QUOTED TEXT start

CF1995C 题解

If we simulate the process, the numbers are too large even for long double.

But, we found that \(\log(x^2) = 2 \log(x)\). Therefore, we can make \(a_i \larr \log(a_i)\). Unfortunately, we might do this thousands of times, and \(2^{1000}\) is still too large.

But once again, we found that \(\log(2x) = \log(2) + \log(x)\). Because \(\log(2)\) is a small number, we can make \(a_i \larr \log(\log(a_i))\), then do the \(+\log(2)\) operation.

#include <algorithm>
#include <cmath>
#include <cstdio>
#include <cstdlib>
#include <iostream>
#include <vector>

using namespace std;
using i64 = long long;

constexpr double EPS = 1e-9;

struct Solution {
    void solve()
    {
        int n;
        vector<int> arr;

        cin >> n;

        for (int i = 0; i < n; ++i) {
            int x;
            cin >> x;
            arr.emplace_back(x);
        }

        int l = 0;

        while (l < n && arr[l] == 1)
            ++l;

        vector<long double> lnln(n);

        for (int i = l; i < n; ++i) {
            if (arr[i] == 1) {
                cout << "-1\n";
                return;
            }

            lnln[i] = log((long double)log(arr[i]));
        }

        if (l > 0)
            lnln[l - 1] = log((long double)log(arr[l - 1]));

        i64 ans = 0;

        for (int i = max(l, 1); i < n; ++i) {
            long double need = lnln[i - 1] - lnln[i];

            if (need > EPS) {
                int cnt = 1 + (need - EPS) / log(2.0L);
                ans += cnt;
                lnln[i] += cnt * log(2.0L);
            }
        }

        cout << ans << '\n';
    }
};

int main()
{
    ios::sync_with_stdio(false);
    cin.tie(nullptr);
    cout.tie(nullptr);

    int t;
    cin >> t;

    while (t-- > 0)
        Solution().solve();

    return 0;
}

QUOTED TEXT end
SUPPLIED ENTRIES start

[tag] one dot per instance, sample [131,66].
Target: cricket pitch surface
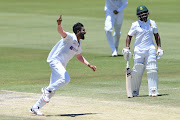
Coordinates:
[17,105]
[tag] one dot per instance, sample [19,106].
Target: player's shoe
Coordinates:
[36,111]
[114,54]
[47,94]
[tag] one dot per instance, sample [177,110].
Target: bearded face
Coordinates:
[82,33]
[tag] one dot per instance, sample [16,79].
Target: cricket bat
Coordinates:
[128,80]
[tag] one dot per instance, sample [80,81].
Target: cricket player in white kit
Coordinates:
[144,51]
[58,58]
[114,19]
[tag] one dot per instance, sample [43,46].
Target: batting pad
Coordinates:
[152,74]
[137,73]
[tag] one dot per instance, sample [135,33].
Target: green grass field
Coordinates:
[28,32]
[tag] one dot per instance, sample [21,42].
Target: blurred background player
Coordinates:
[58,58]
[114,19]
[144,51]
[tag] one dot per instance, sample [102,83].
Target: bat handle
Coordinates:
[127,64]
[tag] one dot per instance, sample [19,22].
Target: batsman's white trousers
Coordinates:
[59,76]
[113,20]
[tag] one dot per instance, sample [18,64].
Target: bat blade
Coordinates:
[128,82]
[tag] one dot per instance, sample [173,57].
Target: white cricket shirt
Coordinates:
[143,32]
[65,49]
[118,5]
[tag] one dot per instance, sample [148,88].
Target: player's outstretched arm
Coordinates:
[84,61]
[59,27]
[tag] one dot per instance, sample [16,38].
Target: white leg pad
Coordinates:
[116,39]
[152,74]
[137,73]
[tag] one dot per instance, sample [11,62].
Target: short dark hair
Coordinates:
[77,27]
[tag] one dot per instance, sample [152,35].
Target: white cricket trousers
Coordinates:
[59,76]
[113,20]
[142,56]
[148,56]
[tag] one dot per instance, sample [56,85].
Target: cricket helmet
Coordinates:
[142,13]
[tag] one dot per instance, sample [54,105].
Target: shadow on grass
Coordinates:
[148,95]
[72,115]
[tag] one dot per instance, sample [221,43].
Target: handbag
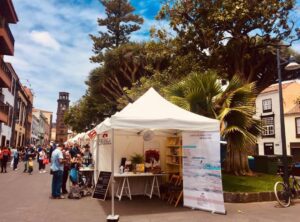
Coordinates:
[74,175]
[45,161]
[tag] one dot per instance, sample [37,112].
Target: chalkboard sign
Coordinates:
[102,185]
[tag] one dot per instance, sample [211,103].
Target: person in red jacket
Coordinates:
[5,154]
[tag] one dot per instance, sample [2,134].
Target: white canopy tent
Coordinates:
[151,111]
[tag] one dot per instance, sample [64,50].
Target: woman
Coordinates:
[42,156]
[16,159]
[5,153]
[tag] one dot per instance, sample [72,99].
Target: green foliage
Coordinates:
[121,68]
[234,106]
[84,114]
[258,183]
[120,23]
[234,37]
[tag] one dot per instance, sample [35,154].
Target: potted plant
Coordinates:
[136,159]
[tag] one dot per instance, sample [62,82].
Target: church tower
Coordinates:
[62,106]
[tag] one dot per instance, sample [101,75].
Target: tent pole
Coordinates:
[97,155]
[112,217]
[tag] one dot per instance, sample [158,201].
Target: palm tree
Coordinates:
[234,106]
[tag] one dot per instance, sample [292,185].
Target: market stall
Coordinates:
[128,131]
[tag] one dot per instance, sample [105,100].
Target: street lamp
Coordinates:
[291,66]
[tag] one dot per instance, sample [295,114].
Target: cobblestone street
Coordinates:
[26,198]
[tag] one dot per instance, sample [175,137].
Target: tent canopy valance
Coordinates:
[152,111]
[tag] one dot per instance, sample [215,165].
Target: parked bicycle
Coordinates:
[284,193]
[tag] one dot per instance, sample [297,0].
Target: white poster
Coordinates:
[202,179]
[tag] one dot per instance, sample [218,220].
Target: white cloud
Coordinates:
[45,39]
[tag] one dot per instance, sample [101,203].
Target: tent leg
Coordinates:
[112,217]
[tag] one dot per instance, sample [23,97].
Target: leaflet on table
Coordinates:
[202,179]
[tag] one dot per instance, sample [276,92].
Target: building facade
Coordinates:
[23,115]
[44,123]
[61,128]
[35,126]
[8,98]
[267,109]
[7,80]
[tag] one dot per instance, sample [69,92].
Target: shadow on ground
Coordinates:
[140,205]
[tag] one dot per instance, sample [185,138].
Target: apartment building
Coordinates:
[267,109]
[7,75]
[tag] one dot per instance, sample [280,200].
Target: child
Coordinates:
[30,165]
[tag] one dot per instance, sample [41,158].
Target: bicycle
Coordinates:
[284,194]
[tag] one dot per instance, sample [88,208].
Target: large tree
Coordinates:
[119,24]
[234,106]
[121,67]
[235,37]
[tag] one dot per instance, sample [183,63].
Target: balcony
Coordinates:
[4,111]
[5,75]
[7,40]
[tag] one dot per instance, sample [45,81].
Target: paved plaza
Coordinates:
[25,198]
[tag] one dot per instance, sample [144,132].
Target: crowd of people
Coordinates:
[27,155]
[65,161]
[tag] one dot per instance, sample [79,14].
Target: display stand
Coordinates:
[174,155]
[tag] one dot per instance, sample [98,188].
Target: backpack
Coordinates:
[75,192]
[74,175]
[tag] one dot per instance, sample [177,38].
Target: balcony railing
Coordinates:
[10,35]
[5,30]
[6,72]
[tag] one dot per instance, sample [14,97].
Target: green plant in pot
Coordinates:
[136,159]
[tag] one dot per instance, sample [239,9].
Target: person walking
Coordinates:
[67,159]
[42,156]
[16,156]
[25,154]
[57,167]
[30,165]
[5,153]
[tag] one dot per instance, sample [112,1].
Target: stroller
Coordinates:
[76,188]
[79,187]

SUPPLIED ENTRIES end

DESCRIPTION OF THE TASK:
In the CF1995C solution write-up, what goes wrong when the process is simulated directly?

COMPLETE OUTPUT:
The numbers become too large even for long double.